Point-per-instance localization data ::
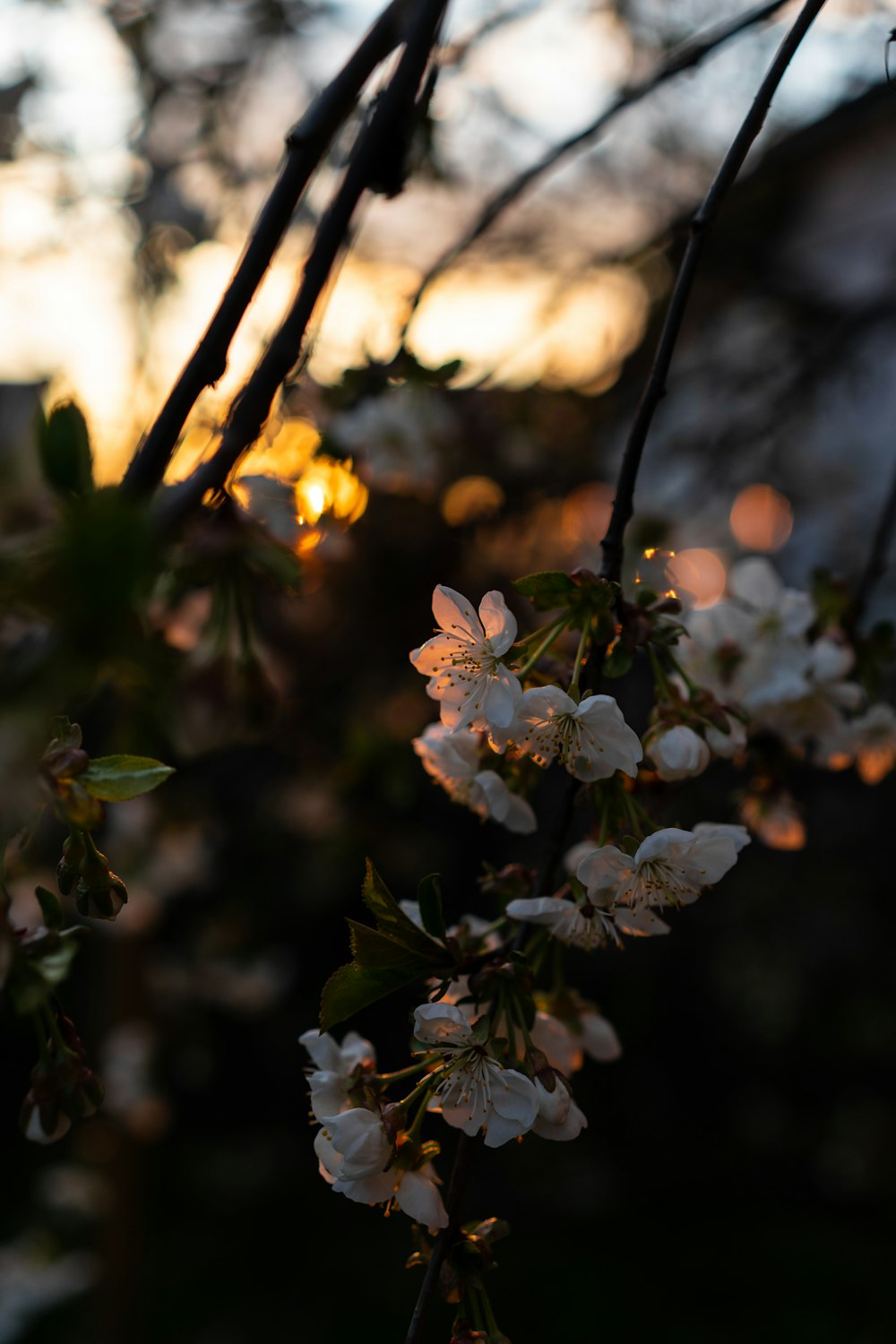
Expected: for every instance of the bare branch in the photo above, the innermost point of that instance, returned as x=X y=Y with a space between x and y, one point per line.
x=705 y=215
x=685 y=58
x=306 y=144
x=444 y=1241
x=876 y=562
x=375 y=156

EXERCISE OBJECTIVE ::
Return the entries above exactly as they appear. Pictures should not be copied.

ANSWER SPACE ::
Expected: for every instance of the bare branch in the photo above, the innermost point of that instance, returned as x=X y=Y with a space between x and y, one point per line.
x=705 y=215
x=685 y=58
x=306 y=144
x=444 y=1241
x=876 y=562
x=375 y=156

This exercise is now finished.